**Passage to read**
The conversation around Starmer is unignorable

The talk in Westminster is frenzied

By Tom McTague

I first met Richard Harries at the BBC as we both waited to be called into the Today programme’s studio. Richard, the former bishop of Oxford and occasional New Statesman contributor, was there to deliver a “Thought for the Day”. He preferred to deliver these live, which struck me as terrifying. I was there to debate with Michael Gove, though, which would no doubt fill many of you with horror of another kind. As Richard and I chatted, he asked what I did. “I work for the New Statesman,” I replied. “Tell me,” he said, now interested, “what do you think of the new editor?”

Richard was kind enough to avoid showing too much disappointment in me that morning, and so began a conversation that carried off and on until I discovered earlier this week, with great sadness, that he recently passed away, aged 89. I am now even happier that in the short time I knew him, I took him up on his invitation to lunch in the House of Lords. There, he hosted Pippa Bailey and me, regaling us with stories from his life in the Church and brimming with thoughts about the great moral questions he had dealt with in his life, from the “cruel homophobia within the Church of England” he had opposed to the treatment of the “untouchable” caste in India. I am sad I will not get the chance to carry on our conversation.

**Rows**
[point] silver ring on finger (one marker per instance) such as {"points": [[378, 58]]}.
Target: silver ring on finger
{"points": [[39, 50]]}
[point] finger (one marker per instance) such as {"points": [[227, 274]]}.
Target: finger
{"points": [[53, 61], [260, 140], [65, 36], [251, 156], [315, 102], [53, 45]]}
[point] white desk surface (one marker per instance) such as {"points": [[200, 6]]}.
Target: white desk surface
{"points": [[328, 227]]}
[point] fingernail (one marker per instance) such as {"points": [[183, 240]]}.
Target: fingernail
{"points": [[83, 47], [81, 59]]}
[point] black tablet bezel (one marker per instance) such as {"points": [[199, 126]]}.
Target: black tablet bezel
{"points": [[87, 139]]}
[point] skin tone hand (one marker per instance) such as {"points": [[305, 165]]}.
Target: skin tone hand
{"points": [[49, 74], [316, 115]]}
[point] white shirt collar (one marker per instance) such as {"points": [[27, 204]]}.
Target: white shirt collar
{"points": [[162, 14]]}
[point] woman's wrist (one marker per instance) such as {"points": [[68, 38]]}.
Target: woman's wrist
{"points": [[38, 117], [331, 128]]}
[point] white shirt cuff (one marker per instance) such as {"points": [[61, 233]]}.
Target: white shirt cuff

**Directives**
A - Do these statements agree with the Richard Harries column? (i) Richard Harries preferred to give his "Thought for the Day" live. (ii) The writer was at the BBC to debate with Michael Gove. (iii) Richard Harries died at the age of 91. Answer yes or no for each, and quote the words of the column that decide it.
B - Can you quote the Richard Harries column, starting with "Richard was kind" and going on through "on our conversation."?
The items play no part in anything here.

**Outputs for the tasks**
A -
(i) Yes: "He preferred to deliver these live, which struck me as terrifying."
(ii) Yes: "I was there to debate with Michael Gove"
(iii) No: "he recently passed away, aged 89"

B -
Richard was kind enough to avoid showing too much disappointment in me that morning, and so began a conversation that carried off and on until I discovered earlier this week, with great sadness, that he recently passed away, aged 89. I am now even happier that in the short time I knew him, I took him up on his invitation to lunch in the House of Lords. There, he hosted Pippa Bailey and me, regaling us with stories from his life in the Church and brimming with thoughts about the great moral questions he had dealt with in his life, from the “cruel homophobia within the Church of England” he had opposed to the treatment of the “untouchable” caste in India. I am sad I will not get the chance to carry on our conversation.